=== Begin Enclosure ===

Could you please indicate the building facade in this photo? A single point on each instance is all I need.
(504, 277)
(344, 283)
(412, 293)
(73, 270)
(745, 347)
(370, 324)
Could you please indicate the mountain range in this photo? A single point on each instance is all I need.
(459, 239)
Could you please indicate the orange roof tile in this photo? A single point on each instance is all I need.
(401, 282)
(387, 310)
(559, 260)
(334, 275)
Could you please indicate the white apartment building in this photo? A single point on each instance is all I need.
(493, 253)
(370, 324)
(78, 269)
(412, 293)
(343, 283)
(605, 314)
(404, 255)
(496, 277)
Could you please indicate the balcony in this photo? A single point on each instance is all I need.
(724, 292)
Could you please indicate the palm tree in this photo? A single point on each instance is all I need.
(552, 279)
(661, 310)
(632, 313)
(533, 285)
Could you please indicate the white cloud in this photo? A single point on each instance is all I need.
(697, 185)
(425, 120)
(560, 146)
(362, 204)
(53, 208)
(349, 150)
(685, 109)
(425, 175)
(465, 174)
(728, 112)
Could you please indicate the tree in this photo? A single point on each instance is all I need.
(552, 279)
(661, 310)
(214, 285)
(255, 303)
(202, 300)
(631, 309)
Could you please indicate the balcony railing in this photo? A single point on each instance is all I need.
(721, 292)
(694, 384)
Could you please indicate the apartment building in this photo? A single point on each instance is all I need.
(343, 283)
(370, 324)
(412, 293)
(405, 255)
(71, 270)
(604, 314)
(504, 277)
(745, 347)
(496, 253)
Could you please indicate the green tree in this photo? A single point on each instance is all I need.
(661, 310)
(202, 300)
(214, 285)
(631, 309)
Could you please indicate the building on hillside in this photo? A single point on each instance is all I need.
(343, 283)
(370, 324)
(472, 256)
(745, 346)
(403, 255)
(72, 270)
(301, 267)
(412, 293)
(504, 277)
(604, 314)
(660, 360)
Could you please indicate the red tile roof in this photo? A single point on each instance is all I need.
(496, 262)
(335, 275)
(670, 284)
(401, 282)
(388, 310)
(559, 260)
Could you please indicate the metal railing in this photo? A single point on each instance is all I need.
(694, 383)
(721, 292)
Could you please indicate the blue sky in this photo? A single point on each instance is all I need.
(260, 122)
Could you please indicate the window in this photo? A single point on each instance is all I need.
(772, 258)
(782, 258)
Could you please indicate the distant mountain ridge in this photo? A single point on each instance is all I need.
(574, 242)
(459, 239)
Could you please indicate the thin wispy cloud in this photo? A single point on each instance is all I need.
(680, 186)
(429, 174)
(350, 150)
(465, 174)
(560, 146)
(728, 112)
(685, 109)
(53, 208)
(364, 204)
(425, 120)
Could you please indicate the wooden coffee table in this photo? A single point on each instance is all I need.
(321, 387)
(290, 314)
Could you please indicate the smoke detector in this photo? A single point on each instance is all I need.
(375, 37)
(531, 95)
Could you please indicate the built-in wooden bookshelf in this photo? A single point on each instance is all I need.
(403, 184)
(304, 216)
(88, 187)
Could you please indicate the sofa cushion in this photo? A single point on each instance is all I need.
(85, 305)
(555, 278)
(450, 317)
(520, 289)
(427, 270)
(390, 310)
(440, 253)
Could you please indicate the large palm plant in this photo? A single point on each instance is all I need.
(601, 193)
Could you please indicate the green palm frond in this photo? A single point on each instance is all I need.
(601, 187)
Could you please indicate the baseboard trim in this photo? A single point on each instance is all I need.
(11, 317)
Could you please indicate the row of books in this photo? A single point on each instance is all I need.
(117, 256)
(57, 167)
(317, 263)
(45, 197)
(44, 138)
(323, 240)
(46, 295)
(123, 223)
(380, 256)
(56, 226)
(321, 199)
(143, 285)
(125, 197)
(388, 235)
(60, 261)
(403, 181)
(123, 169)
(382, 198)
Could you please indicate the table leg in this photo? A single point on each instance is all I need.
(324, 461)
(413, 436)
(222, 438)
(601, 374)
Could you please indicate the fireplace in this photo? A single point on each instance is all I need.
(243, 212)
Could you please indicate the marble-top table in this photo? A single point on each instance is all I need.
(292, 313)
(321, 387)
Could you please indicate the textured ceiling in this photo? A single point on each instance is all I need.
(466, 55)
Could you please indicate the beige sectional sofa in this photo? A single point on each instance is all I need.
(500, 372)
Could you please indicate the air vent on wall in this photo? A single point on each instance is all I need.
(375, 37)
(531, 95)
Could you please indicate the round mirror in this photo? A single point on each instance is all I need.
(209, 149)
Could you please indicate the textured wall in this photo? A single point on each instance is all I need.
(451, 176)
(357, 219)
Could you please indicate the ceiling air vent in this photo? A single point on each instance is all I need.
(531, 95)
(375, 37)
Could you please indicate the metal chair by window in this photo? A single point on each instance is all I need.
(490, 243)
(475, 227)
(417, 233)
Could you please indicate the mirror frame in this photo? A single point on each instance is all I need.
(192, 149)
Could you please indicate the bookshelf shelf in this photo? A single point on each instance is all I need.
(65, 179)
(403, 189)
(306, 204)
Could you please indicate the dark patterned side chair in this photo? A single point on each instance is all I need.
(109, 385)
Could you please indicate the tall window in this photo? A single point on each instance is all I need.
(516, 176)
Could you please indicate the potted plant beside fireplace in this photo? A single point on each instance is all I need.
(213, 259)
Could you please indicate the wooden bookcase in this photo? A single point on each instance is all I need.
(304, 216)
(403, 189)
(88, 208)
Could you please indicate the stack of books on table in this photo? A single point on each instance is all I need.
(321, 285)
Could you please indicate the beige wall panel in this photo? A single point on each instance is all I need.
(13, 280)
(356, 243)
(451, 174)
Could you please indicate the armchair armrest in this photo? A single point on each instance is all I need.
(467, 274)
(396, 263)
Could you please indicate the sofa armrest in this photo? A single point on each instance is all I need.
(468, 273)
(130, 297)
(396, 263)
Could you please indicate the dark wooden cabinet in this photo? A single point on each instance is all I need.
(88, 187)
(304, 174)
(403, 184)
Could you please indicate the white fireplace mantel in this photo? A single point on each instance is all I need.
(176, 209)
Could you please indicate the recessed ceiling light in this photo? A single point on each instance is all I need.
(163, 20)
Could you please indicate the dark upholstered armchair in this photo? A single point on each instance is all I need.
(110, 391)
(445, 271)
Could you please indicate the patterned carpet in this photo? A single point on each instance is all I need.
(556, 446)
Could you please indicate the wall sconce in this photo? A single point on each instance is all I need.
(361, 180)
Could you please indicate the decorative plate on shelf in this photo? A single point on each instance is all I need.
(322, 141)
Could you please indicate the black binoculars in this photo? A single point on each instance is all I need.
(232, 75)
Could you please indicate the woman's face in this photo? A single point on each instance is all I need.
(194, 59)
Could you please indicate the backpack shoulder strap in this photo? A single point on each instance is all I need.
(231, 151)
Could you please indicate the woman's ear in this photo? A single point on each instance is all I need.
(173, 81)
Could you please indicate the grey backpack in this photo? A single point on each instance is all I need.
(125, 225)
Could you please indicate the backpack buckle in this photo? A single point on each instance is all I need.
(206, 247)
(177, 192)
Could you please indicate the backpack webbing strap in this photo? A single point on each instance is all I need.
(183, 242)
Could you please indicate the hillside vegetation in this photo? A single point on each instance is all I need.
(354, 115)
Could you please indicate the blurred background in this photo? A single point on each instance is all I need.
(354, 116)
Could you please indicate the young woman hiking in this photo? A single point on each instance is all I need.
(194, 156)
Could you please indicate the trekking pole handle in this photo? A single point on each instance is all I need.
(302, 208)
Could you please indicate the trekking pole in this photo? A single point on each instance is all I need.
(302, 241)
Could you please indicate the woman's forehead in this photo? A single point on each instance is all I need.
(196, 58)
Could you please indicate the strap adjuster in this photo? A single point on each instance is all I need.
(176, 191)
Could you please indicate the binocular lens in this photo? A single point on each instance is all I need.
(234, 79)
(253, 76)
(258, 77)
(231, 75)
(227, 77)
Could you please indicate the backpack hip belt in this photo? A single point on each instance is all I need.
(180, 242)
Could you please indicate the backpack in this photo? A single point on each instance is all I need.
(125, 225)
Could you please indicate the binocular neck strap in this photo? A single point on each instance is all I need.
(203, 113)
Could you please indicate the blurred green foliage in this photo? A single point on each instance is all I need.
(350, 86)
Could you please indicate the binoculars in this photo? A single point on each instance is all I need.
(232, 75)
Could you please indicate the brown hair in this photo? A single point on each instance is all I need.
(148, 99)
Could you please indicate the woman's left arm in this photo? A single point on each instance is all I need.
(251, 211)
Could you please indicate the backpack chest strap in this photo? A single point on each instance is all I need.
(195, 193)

=== End Enclosure ===

Starting at the line that contains "Could you please indicate the grey" and ending at the last line of the data, repeat each line exactly; include nothing else.

Could you please indicate the grey backpack in this photo? A single point on each instance is all I need.
(125, 225)
Could you please indicate the backpack buckle in this photo? A single point on each instance is all I need.
(206, 247)
(177, 192)
Could you please indicate the backpack webbing strap in this photo? A single point on each instance is all I need.
(183, 242)
Could you please indicate the hillside vegetation in this photo? A single point on each instance is all I need.
(354, 115)
Could you please indicate the blurred background in this photo? A single point on each instance is all I need.
(354, 116)
Could you please indicate the young woman hiking in this photo? A single point on each instance is all I need.
(194, 156)
Could you please indicate the trekking pole handle in this photo? A single point on each instance is all I need.
(302, 208)
Could you please indicate the trekking pole in this photo? A single point on each instance is all I need.
(302, 241)
Could you please indicate the woman's forehead in this photo? A single point on each instance is all I need.
(196, 58)
Could you please indicate the strap adjuster in this photo? A single point on each instance is all I need.
(176, 191)
Could you please indicate the binocular lens in this photo? A single point on each instance is all I need.
(234, 79)
(253, 76)
(258, 77)
(231, 75)
(227, 77)
Could you please indicate the backpack hip belt in this photo? A single point on each instance is all I need.
(180, 242)
Could you please indicate the backpack in this photo? A single point on each instance is all I need.
(125, 225)
Could you please indicate the binocular neck strap in this photo? A single point on each instance is all I need.
(203, 113)
Could you please indicate the blurred green foliage in this photo? A single point on each instance is all I need.
(350, 86)
Could you please indicate the binoculars in this photo? A single point on each instance is all I need.
(232, 75)
Could you please indicate the brown hair in this photo? A single point on each instance is all I need.
(148, 99)
Could you please indicate the woman's left arm in this photo? A single point on each instance is all I need.
(251, 211)
Could you please indicate the backpack chest strap in this photo? A single point on each instance is all I need.
(195, 193)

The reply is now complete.